--- ENTRIES SUPPLIED ---
%%

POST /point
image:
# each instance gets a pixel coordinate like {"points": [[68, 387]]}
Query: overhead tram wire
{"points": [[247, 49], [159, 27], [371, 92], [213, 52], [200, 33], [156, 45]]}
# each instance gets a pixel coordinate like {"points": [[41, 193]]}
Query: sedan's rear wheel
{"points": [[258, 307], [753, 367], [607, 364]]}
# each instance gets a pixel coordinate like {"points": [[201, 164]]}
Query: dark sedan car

%%

Scale the records above by writing out every line again, with each point coordinate in the answers multiplied by 2.3 and rounded to a whole number, halves rounded up. Leave all other lines and numbers unchanged.

POST /point
image:
# each instance gets a pixel coordinate like {"points": [[68, 387]]}
Query: overhead tram wire
{"points": [[568, 113], [366, 62], [853, 212], [490, 120], [460, 76], [359, 104]]}
# each instance gets a pixel coordinate like {"points": [[41, 193]]}
Query: sedan's rear wheel
{"points": [[593, 706], [1732, 844], [1396, 837]]}
# each instance gets a pixel coordinate like {"points": [[201, 164]]}
Query: dark sedan car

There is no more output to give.